> Required work
1 - Can you give the podcast episode summary again, starting at "4.82K Ratings" and ending at "Court’s immunity holding?", with "Justice Juan Merchan" renamed to "Judge Juan Merchan"?
2 - Can you carry the podcast episode summary further, picking up after its last sentence?

> Text to read
****************

The “Trashed on Trash Mountain” Edition

Rational Security

The Lawfare Institute

Foreignpolicy, Nationalsecurity, News, Government, Politics, Middleeast

4.82K Ratings

🗓️ 19 December 2024

⏱️ 82 minutes

🧾️ Download transcript

Summary

This week, Scott sat down with his Lawfare colleagues Anna Bower and Natalie Orpett and Lawfare Contributing Editor Michel Paradis to talk about the week’s biggest national security news stories, including:

  • “A Justice Delayed Still Has Justice on the Mind.” After weeks of waiting, New York state court judge Justice Juan Merchan has finally become the first judge to apply the Supreme Court’s Trump v. United States immunity decision, holding that incoming President Donald Trump’s convictions under New York state law may stand and did not unduly rely on conduct for which he is immune. How persuasive is his ruling? And what can it tell us about the future of both Donald Trump’s criminal case and the Supreme Court’s immunity holding?
  • “A Break in the Case.” Tectonic shifts in Syrian politics over the past few weeks that has led, among other consequences, to the release of thousands of former prisoners, have brought back to the fore the case of Austin Tice, an American journalist who has been missing in Syria for more than a decade. Believed to have been held by the Assad regime before its collapse, some are concerned that he might have been injured or killed during Israeli airstrikes over the past several weeks. What does Tice’s case tell us about the challenges of wrongful detention cases like his? And what should we make of allegations that the Biden administration is not doing enough to bring him back?

****************

> Supplied information
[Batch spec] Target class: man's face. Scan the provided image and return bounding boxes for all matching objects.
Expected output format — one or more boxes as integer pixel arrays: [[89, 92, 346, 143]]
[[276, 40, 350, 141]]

****************

> Results of the exercise
1 -
4.82K Ratings

🗓️ 19 December 2024

⏱️ 82 minutes

🧾️ Download transcript

Summary

This week, Scott sat down with his Lawfare colleagues Anna Bower and Natalie Orpett and Lawfare Contributing Editor Michel Paradis to talk about the week’s biggest national security news stories, including:

  • “A Justice Delayed Still Has Justice on the Mind.” After weeks of waiting, New York state court judge Judge Juan Merchan has finally become the first judge to apply the Supreme Court’s Trump v. United States immunity decision, holding that incoming President Donald Trump’s convictions under New York state law may stand and did not unduly rely on conduct for which he is immune. How persuasive is his ruling? And what can it tell us about the future of both Donald Trump’s criminal case and the Supreme Court’s immunity holding?

2 -
  • “Gym, Tan, Low-flying Unmanned Aerial Vehicles.” The state of New Jersey has a new signature activity, as Americans and politicians of all stripes have been voicing concern over reports of mysterious drones of unknown origins operating in the state’s skies. What might explain this phenomenon? And what should we make of the reactions around it? 

For object lessons, Anna recommended “Intermezzo,” by Sally Rooney as a read over the holiday. Natalie Orpett endorsed Washington, D.C.’s Eastern Market as a worthwhile visit for holiday shopping, and Scott doubled down with another local recommendation of Middleburg, VA, as a holiday wonderland not to be missed. And Michel wrapped things up with a final endorsement of Weike Wang’s dryly comedic book “Rental House,” for those needing to commiserate over managing family relations over the holiday.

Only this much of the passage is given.